# SOURCE EXTRACT

╭──

- Born: Yoon Jong-seung October 22, 1936 Eumseong, North Chungcheong, Japanese Korea
- Died: March 8, 2020 (aged 83) Alhambra, California, U.S.
- Citizenship: South Korea; United States (after 1978); ;
- Education: Ohio Wesleyan University
- Occupations: Actor, singer, comedian, writer, host
- Years active: 1974–2004
- Spouse: Julia Yune ​ ​(m. 1999; div. 2010)​

Korean name
- Hangul: 윤종승
- Hanja: 尹鍾承
- RR: Yun Jongseung
- MR: Yun Chongsŭng

= Johnny Yune =

South Korean-American actor and comedian (1936–2020)

Yoon Jong-seung (October 22, 1936 – March 8, 2020), known as Johnny Yune, was a South Korean and American actor, comedian, and singer. He was best known for starring in the cult comedy film They Call Me Bruce? (1982), and its sequel They Still Call Me Bruce (1987).

==Early life==
Yune was born Yoon Jong-seung in 1936 in Eumseong County, Chungcheongbuk-do Province, South Korea (then under Japanese rule). He graduated from Sungdong High School in Sindang-dong neighborhood of Seoul, and came to the United States on an ROK Navy scholarship in 1962. He studied vocal music at Ohio Wesleyan University.

He became a U.S. citizen in 1978, at which point he anglicized his first name to "John", due to its phonetic similarity.

╰──

# REQUIREMENT 1
For each statement, say yes or no according to the Johnny Yune article, and quote the words that decide it.
(a) Yune studied vocal music at Ohio Wesleyan University.
(b) Yune came to the United States on a scholarship in 1978.
(c) The sequel They Still Call Me Bruce came out in 1987.
# REQUIREMENT 2
Answer these questions using the Johnny Yune article.
(a) From which high school did Yune graduate?
(b) Where did Yune die?
(c) What years does the article give for his active career?
# REQUIREMENT 3
Write the next part of the Johnny Yune article, starting right after its final sentence about his U.S. citizenship and new first name.

Records from a data source
╭──

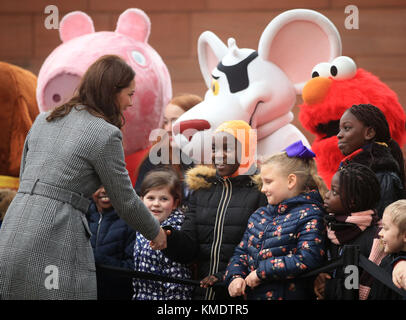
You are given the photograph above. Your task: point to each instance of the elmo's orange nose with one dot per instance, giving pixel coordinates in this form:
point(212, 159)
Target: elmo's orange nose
point(315, 90)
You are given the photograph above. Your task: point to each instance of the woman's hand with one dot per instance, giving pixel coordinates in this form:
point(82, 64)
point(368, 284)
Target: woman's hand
point(237, 287)
point(159, 242)
point(320, 284)
point(252, 279)
point(208, 281)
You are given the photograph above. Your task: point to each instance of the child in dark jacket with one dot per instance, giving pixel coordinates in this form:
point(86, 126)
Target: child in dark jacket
point(352, 220)
point(364, 137)
point(222, 200)
point(393, 236)
point(161, 192)
point(285, 238)
point(113, 243)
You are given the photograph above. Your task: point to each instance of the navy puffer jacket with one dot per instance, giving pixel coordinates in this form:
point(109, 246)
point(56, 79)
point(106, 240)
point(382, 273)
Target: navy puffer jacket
point(281, 242)
point(113, 244)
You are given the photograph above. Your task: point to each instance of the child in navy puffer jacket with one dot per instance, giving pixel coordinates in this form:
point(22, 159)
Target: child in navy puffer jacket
point(113, 244)
point(286, 237)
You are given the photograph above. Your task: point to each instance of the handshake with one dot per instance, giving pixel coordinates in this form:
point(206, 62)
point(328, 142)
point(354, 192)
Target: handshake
point(160, 241)
point(238, 285)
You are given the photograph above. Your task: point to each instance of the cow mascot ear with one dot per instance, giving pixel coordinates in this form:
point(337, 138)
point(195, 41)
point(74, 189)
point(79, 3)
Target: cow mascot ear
point(297, 40)
point(210, 52)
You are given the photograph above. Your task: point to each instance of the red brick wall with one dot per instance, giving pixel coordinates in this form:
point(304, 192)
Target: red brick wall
point(379, 45)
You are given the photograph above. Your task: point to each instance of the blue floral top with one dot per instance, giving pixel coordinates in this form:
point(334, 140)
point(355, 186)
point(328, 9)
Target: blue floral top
point(153, 261)
point(281, 242)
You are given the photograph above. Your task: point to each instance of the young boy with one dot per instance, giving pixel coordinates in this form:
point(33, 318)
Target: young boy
point(113, 244)
point(222, 200)
point(393, 237)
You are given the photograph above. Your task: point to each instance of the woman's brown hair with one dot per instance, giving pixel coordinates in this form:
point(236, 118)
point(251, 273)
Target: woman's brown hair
point(98, 90)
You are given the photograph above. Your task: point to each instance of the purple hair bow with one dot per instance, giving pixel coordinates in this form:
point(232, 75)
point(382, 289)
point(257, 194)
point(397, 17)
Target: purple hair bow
point(297, 149)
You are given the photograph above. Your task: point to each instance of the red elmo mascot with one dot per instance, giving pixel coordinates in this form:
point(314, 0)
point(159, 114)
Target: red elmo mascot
point(333, 89)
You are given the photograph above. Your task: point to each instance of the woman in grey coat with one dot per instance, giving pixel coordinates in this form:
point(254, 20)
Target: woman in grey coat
point(45, 252)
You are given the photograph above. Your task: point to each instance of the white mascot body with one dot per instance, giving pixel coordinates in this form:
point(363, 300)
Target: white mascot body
point(259, 87)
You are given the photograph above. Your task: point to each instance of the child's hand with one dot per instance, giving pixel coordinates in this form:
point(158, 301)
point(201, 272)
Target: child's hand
point(320, 284)
point(237, 287)
point(208, 281)
point(159, 243)
point(252, 279)
point(399, 274)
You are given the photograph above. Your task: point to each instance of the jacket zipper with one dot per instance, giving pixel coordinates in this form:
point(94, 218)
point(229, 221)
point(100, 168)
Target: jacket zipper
point(98, 229)
point(218, 232)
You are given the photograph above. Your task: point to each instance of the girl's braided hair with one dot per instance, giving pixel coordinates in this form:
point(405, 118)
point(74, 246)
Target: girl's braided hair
point(373, 117)
point(359, 187)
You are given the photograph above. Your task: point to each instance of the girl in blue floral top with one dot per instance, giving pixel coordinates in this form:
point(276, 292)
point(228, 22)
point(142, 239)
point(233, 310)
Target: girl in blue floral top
point(286, 237)
point(161, 193)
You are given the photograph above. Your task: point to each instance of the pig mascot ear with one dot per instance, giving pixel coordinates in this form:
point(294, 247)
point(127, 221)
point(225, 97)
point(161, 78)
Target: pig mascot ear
point(210, 51)
point(297, 40)
point(135, 24)
point(75, 24)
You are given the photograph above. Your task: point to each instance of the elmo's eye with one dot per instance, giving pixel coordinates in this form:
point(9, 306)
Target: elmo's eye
point(215, 87)
point(343, 68)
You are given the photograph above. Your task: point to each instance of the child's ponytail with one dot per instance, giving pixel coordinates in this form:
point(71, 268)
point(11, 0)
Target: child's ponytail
point(318, 181)
point(299, 160)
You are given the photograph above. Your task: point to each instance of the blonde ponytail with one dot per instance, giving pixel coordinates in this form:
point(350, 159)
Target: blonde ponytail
point(304, 169)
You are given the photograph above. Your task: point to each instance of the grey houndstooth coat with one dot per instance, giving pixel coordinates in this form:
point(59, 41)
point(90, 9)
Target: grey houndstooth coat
point(45, 252)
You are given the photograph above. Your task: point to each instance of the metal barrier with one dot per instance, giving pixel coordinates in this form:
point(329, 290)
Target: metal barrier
point(351, 257)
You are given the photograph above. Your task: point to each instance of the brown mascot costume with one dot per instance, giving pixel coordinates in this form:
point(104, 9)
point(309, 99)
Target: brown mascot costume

╰──

# RESPONSE AREA 1
(a) Yes: "He studied vocal music at Ohio Wesleyan University."
(b) No: "came to the United States on an ROK Navy scholarship in 1962"
(c) Yes: "and its sequel They Still Call Me Bruce (1987)"

# RESPONSE AREA 2
(a) Sungdong High School
(b) Alhambra, California, U.S.
(c) 1974–2004

# RESPONSE AREA 3
== Career ==
In 1964, Yune practiced his stand-up routine in places such as the Cafe Tel Aviv at 250 West 72nd Street, New York City. In 1977, he was discovered at a Santa Monica comedy club by comedian Johnny Carson and was invited to appear on his talk show, The Tonight Show Starring Johnny Carson. His first appearance on the show, in February 1979, became his big break because actor Charlton Heston, who was supposed to be the main guest for the night, did not arrive on time. As a result, Yune was given over 20 minutes on the show, during which he performed a stand-up set, spoke with Carson and sang "'O sole mio". Carson liked Yune and had him on the show 34 times in the 1970s and '80s, making Yune one of the show's most frequent guests for a stand-up comedian.

In 1977, on the December 13th episode of M*A*S*H titled "Comrades in Arms, Part 2" at 7 mins 47 seconds, Yune appeared in a walk-on role as "Korean Soldier"...Jon Yune

Yune also appeared in his own special on NBC.

He played a Mongolian named "Jon Yune" in the 1979 movie Meteor, and performed as a stand-up comedian in the 1980s.

Yune performed at the 1988 Summer Olympics at Seoul, along with Bob Hope and Brooke Shields.

From 1989 to 1990, he hosted The Johnny Yune Show (자니윤쇼), the first Americanized talk show in Korea. Singer Jo Young-nam was a co-MC. The show was a hit, but only after a year, Yune decided to leave KBS due to limited freedom of the media.

=== Politics ===
Yune was an alternate delegate at the 1988 Republican National Convention, where he sang the U.S. national anthem on August 16, 1988.

He was appointed auditor of the Korea Tourism Organization in 2014 by the Park Geun-hye administration. His appointment provoked controversy, as his critics questioned his lack of business experience and close ties to the then-president. He held the job for two years.

== Personal life ==
Johnny Yune married a Korean American named Julia Yune in 1999; they divorced in 2010. He regained his South Korean citizenship in 2013.

=== Health issues and death ===
Yune was diagnosed with dementia in 2017. He died in Southern California on March 8, 2020, at the age of 83; per his wishes his body was donated to medical science.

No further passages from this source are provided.